▸ To be done
Your task is to print the material below exactly as presented.

── Input data

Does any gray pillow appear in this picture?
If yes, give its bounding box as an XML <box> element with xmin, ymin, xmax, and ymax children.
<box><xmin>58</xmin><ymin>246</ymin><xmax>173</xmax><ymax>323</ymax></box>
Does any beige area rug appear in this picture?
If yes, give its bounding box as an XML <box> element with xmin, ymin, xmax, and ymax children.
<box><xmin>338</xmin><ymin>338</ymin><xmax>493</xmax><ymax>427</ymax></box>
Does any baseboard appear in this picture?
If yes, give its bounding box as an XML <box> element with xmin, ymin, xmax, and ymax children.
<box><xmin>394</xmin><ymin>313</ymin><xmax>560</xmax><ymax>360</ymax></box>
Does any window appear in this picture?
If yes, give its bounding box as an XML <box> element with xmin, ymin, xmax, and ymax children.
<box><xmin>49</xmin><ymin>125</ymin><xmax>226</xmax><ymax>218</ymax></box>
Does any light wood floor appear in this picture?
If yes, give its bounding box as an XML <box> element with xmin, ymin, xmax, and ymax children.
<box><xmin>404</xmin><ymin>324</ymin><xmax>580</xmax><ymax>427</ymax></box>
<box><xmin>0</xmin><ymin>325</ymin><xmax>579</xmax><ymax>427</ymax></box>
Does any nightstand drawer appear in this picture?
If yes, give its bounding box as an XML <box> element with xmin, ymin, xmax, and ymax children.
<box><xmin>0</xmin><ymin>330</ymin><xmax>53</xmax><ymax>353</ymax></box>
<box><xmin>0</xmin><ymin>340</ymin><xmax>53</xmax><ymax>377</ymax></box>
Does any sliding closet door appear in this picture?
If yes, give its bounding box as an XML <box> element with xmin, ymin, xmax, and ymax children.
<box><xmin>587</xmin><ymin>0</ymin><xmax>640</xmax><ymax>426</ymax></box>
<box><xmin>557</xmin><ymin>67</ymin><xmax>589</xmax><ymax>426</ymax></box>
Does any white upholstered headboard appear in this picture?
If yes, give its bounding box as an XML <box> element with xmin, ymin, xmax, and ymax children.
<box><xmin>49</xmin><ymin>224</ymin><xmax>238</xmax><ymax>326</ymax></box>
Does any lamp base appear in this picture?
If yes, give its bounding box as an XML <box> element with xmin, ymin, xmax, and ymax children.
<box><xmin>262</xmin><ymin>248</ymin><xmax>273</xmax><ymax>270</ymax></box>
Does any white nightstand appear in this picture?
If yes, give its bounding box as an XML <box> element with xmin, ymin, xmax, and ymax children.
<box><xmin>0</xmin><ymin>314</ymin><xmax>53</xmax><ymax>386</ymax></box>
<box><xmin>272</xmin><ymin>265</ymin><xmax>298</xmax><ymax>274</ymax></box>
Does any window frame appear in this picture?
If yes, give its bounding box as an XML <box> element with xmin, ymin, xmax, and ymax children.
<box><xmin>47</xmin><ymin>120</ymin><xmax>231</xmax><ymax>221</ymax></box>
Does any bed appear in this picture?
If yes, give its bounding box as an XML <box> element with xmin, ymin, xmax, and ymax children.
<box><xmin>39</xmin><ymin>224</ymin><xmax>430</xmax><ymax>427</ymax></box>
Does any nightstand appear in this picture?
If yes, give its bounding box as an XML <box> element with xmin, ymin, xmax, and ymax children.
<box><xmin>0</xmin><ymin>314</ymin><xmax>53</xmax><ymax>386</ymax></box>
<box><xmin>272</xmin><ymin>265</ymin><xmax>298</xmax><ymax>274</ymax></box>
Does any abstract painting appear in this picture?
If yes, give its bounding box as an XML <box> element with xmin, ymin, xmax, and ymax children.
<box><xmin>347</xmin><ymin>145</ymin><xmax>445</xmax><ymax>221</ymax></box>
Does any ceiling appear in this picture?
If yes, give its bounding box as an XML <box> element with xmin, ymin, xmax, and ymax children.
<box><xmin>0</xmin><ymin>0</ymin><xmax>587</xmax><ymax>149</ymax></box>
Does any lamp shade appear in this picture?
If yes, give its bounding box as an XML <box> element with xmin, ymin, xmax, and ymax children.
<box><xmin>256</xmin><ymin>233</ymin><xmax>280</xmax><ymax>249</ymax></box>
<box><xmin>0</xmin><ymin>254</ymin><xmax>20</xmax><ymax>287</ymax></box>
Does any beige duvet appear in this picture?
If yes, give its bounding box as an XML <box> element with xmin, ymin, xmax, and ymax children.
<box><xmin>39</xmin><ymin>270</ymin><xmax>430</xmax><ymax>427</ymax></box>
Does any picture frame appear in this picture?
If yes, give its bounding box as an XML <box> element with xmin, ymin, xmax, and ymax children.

────

▸ Written solution
Does any gray pillow appear in this picture?
If yes, give its bounding box as an XML <box> element with xmin, ymin, xmax, and ymax children.
<box><xmin>58</xmin><ymin>246</ymin><xmax>173</xmax><ymax>323</ymax></box>
Does any beige area rug appear in this picture?
If yes, give its bounding box as an XML <box> element with xmin, ymin, xmax, and ymax children.
<box><xmin>338</xmin><ymin>338</ymin><xmax>493</xmax><ymax>427</ymax></box>
Does any baseboard appear in this picture?
If yes, give its bounding box as an XML <box> element with xmin, ymin, xmax, and ymax children.
<box><xmin>394</xmin><ymin>313</ymin><xmax>560</xmax><ymax>360</ymax></box>
Does any window appear in this picture?
If yes, give its bounding box as an XML <box> element with xmin, ymin, xmax, and ymax children.
<box><xmin>49</xmin><ymin>125</ymin><xmax>226</xmax><ymax>218</ymax></box>
Does any light wood floor appear in this picture?
If yes, give its bounding box as an XML <box> element with xmin, ymin, xmax, and ymax children.
<box><xmin>404</xmin><ymin>324</ymin><xmax>580</xmax><ymax>427</ymax></box>
<box><xmin>0</xmin><ymin>325</ymin><xmax>579</xmax><ymax>427</ymax></box>
Does any nightstand drawer appear in this picture?
If yes, give its bounding box as an XML <box> element with xmin, ymin, xmax, and ymax children.
<box><xmin>0</xmin><ymin>330</ymin><xmax>53</xmax><ymax>353</ymax></box>
<box><xmin>0</xmin><ymin>340</ymin><xmax>53</xmax><ymax>377</ymax></box>
Does any sliding closet door appear in this picture?
If yes, give its bounding box as an XML <box> element with xmin, ymin, xmax, and ymax children.
<box><xmin>587</xmin><ymin>0</ymin><xmax>640</xmax><ymax>426</ymax></box>
<box><xmin>557</xmin><ymin>67</ymin><xmax>589</xmax><ymax>426</ymax></box>
Does any white upholstered headboard appear in this picture?
If yes, give its bounding box as an XML <box> element with xmin, ymin, xmax, and ymax children.
<box><xmin>49</xmin><ymin>224</ymin><xmax>238</xmax><ymax>326</ymax></box>
Does any lamp base appear in this picture?
If yes, give its bounding box as an XML <box> element with xmin, ymin, xmax, and ymax children.
<box><xmin>262</xmin><ymin>248</ymin><xmax>273</xmax><ymax>270</ymax></box>
Does any white nightstand appear in this picture?
If yes, give its bounding box as an XML <box> element with xmin, ymin, xmax, and ymax children.
<box><xmin>0</xmin><ymin>314</ymin><xmax>53</xmax><ymax>386</ymax></box>
<box><xmin>272</xmin><ymin>265</ymin><xmax>298</xmax><ymax>274</ymax></box>
Does any window frame appear in this picture?
If yes, give its bounding box as an XML <box> element with xmin, ymin, xmax, and ymax children.
<box><xmin>47</xmin><ymin>120</ymin><xmax>231</xmax><ymax>221</ymax></box>
Does any bed appear in this picture?
If yes, give its bounding box as an XML <box> element with xmin, ymin, xmax, and ymax children.
<box><xmin>39</xmin><ymin>224</ymin><xmax>430</xmax><ymax>427</ymax></box>
Does any nightstand appear in this picture?
If yes, give its bounding box as an XML <box> element with xmin, ymin, xmax, and ymax children.
<box><xmin>0</xmin><ymin>314</ymin><xmax>53</xmax><ymax>386</ymax></box>
<box><xmin>272</xmin><ymin>265</ymin><xmax>298</xmax><ymax>274</ymax></box>
Does any abstract painting appear in this picture?
If yes, give its bounding box as an XML <box> element with xmin, ymin, xmax, and ymax children.
<box><xmin>347</xmin><ymin>145</ymin><xmax>445</xmax><ymax>221</ymax></box>
Does any ceiling appear in this picture?
If yes, give its bounding box as an XML <box> element with xmin, ymin, xmax, and ymax children.
<box><xmin>0</xmin><ymin>0</ymin><xmax>587</xmax><ymax>149</ymax></box>
Does any lamp shade appear in this picture?
If yes, give its bounding box as an XML <box> element with xmin, ymin, xmax, and ymax children.
<box><xmin>256</xmin><ymin>233</ymin><xmax>280</xmax><ymax>249</ymax></box>
<box><xmin>0</xmin><ymin>254</ymin><xmax>20</xmax><ymax>287</ymax></box>
Does any beige duvet appear in this picture?
If yes, give its bounding box as an XML <box> element with xmin, ymin, xmax, and ymax children.
<box><xmin>39</xmin><ymin>270</ymin><xmax>430</xmax><ymax>427</ymax></box>
Does any picture frame appear in this picture?
If yes, give its bounding box as an XML <box> element with xmin, ymin, xmax, and ymax children.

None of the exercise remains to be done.